What is required —
Where the listing below has a line with "mark: the litter on road", write out exactly that line and every line after it, stopping after the line with "mark: the city bus".

Data listing —
────────────────────────────────────────

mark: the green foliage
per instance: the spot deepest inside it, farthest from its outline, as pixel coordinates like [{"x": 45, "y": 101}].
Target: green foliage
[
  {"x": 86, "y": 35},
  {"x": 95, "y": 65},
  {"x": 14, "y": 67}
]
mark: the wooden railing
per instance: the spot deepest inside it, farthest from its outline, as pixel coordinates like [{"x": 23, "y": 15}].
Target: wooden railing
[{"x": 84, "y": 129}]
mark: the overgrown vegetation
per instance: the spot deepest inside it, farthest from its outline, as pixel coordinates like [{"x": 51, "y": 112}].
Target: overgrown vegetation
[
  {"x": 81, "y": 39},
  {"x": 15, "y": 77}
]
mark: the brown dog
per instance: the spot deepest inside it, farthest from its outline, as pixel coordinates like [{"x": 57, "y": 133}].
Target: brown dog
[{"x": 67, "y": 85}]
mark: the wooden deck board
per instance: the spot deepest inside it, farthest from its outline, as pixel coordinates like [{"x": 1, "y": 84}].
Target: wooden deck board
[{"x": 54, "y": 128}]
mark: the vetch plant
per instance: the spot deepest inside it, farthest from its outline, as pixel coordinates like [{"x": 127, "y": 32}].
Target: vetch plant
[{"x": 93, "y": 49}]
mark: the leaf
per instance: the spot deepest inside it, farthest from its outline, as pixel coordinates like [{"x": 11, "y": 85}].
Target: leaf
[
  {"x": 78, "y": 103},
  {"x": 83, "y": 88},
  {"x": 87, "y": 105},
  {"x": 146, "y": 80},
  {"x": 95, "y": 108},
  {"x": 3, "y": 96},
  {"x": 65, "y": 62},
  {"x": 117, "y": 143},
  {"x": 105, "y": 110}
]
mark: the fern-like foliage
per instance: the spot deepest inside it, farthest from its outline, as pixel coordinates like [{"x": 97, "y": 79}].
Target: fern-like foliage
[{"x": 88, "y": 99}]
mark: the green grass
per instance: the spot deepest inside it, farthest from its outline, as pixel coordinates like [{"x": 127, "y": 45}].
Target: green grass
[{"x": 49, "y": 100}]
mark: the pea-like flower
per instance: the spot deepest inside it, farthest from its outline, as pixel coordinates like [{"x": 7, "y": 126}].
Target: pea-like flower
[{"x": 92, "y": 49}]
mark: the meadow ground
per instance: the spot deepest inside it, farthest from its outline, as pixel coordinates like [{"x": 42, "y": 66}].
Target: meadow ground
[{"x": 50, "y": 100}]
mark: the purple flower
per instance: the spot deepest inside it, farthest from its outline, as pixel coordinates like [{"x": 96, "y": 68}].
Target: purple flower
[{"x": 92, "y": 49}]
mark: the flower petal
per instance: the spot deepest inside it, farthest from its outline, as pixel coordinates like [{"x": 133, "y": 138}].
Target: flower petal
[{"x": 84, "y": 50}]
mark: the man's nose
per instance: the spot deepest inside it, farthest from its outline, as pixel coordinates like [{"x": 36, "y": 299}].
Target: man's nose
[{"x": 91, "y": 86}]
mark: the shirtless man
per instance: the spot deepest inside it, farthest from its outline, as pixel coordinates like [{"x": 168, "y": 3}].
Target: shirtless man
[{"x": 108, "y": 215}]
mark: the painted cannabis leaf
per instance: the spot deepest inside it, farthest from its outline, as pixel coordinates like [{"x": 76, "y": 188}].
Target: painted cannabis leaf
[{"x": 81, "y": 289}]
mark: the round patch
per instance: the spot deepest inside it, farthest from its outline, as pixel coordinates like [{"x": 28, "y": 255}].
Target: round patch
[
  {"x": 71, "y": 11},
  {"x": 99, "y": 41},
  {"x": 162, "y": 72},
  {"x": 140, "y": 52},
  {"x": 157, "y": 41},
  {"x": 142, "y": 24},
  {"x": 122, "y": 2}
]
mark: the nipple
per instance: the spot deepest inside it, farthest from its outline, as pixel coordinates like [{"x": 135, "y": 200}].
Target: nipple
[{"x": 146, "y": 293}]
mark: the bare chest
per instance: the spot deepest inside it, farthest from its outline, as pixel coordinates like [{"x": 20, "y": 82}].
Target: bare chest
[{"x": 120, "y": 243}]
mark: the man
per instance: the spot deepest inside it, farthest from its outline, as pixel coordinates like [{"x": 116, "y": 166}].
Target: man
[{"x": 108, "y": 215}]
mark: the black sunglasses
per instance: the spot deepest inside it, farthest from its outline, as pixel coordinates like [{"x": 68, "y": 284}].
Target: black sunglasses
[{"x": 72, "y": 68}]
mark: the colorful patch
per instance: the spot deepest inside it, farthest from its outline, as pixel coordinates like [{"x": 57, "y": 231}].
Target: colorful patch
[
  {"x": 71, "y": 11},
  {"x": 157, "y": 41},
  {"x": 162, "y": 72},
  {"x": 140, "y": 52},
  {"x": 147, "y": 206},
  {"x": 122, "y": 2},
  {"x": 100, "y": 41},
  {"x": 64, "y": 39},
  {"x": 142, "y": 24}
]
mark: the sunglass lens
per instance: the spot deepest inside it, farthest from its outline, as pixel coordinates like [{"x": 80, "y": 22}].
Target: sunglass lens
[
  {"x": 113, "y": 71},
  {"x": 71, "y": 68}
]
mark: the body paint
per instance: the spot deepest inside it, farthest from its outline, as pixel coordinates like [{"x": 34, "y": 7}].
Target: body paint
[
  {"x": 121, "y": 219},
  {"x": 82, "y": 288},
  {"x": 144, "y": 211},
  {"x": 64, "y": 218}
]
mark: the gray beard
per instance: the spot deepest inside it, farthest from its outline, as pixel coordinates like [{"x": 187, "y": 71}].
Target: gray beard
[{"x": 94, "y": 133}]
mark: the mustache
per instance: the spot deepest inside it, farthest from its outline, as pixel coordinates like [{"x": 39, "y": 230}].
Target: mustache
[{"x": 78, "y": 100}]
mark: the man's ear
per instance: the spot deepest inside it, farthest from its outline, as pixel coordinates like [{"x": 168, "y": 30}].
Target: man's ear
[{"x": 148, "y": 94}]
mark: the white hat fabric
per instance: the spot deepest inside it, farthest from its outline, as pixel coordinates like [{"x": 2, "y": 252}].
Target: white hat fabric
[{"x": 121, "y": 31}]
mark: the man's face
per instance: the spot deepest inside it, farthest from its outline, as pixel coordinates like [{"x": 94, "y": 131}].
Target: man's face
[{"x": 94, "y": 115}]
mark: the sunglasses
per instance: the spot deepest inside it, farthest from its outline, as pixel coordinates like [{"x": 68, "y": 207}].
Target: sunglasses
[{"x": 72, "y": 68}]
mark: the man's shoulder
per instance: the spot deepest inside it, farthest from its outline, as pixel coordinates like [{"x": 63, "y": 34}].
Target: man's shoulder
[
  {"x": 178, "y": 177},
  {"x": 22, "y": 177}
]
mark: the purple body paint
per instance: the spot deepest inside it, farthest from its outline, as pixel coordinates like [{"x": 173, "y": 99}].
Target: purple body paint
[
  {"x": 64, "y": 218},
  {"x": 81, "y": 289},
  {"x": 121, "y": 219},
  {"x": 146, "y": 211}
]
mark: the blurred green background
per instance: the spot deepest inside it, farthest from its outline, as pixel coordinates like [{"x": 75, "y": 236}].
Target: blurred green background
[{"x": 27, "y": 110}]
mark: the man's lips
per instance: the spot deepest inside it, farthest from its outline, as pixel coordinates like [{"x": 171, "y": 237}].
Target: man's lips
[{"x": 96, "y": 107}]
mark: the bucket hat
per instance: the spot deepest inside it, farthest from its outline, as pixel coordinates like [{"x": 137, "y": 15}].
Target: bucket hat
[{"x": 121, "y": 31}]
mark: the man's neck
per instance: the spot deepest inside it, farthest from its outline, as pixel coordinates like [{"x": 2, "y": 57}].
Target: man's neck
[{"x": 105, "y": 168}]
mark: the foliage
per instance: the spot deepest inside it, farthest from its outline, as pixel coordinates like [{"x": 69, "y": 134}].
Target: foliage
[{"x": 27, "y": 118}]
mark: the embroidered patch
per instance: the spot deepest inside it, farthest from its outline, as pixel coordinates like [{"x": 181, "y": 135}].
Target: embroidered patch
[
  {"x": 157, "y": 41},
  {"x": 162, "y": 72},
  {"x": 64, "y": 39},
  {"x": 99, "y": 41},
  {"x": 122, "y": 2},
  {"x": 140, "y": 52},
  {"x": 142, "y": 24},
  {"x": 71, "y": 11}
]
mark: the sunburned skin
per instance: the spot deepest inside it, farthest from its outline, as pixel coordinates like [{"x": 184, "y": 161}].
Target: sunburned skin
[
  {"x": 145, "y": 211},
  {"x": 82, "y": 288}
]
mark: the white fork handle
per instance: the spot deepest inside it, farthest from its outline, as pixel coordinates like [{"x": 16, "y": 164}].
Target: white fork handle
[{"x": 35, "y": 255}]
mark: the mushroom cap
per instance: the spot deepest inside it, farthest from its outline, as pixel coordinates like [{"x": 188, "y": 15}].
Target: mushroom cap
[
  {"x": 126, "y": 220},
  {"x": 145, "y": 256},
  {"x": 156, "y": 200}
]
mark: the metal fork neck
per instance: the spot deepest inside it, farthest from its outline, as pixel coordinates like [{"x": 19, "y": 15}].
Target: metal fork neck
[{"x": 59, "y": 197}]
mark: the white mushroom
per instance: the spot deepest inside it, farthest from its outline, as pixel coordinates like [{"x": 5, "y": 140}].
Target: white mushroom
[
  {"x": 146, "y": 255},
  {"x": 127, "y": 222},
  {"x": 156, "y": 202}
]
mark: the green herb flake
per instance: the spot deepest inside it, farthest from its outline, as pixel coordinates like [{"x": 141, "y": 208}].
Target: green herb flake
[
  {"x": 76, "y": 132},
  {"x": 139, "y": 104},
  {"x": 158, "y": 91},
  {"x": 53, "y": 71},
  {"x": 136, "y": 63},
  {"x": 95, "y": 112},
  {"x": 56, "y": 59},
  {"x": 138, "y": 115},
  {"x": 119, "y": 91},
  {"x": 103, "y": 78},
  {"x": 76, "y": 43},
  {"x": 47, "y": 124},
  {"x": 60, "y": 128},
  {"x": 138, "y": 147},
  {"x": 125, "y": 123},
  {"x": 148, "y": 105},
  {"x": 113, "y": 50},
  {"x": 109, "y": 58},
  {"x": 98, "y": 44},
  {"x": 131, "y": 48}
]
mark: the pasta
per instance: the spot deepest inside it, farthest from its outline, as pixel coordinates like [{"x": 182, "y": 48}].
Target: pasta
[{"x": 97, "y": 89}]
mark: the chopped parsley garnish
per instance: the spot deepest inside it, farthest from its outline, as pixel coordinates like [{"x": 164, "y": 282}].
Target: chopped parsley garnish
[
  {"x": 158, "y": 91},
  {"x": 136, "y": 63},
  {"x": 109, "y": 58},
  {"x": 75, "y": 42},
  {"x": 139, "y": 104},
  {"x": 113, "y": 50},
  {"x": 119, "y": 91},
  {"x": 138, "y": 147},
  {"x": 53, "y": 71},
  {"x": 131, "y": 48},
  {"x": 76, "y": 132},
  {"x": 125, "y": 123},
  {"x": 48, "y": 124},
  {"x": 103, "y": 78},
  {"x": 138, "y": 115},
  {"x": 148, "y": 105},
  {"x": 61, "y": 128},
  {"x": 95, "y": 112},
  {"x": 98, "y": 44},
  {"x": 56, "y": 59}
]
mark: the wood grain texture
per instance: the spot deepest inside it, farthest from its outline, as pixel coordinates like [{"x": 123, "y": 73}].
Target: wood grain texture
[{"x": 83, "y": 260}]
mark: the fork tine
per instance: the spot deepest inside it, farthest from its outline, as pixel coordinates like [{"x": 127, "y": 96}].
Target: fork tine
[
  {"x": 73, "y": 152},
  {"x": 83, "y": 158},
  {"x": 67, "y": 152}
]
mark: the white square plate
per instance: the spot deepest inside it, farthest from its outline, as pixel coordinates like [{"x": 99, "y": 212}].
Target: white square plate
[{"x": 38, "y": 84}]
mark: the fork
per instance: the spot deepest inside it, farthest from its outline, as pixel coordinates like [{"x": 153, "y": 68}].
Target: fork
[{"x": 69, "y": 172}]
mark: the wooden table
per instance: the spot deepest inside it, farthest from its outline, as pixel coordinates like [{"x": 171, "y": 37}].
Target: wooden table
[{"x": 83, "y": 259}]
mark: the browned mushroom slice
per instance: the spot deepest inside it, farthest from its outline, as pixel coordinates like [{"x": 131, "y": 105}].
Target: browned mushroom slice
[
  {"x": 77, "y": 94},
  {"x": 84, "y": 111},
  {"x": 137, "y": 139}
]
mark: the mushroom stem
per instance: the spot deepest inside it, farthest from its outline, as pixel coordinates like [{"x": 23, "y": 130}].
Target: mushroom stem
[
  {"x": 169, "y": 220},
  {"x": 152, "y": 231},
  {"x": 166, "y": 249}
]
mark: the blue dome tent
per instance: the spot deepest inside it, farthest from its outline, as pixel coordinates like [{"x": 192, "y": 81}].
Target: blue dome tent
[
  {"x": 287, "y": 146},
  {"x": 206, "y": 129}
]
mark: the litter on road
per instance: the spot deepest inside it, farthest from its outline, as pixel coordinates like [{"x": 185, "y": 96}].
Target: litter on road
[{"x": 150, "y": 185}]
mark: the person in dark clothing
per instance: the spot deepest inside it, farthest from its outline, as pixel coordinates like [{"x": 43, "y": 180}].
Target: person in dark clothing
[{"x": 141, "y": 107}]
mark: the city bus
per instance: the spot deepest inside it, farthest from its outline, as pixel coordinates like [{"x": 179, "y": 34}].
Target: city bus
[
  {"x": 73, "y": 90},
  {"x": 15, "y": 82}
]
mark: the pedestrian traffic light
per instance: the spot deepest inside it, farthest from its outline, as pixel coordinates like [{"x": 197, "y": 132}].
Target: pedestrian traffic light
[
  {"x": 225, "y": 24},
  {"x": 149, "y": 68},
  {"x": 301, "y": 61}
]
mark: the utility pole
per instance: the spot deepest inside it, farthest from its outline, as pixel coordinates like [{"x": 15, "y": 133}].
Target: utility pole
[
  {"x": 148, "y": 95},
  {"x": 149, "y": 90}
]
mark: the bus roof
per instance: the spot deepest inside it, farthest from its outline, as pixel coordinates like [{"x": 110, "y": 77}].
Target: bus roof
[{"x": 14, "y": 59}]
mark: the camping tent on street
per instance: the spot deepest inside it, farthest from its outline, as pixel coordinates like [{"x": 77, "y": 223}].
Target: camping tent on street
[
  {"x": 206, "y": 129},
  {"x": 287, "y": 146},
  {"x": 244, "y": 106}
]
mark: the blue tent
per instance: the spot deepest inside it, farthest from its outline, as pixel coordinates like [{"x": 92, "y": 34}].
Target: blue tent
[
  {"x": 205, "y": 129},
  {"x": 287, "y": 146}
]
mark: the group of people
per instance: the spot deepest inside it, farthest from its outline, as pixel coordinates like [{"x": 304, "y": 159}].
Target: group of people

────────────────────────────────────────

Exercise response —
mark: the litter on road
per instance: the spot deepest inside it, farthest from its outline, as pixel coordinates like [{"x": 185, "y": 96}].
Target: litter on road
[{"x": 150, "y": 185}]
mark: the person in dark clothing
per instance: the spot deepest inside it, farthest from its outline, as pixel coordinates like [{"x": 43, "y": 180}].
Target: person in dark clothing
[{"x": 141, "y": 107}]
mark: the city bus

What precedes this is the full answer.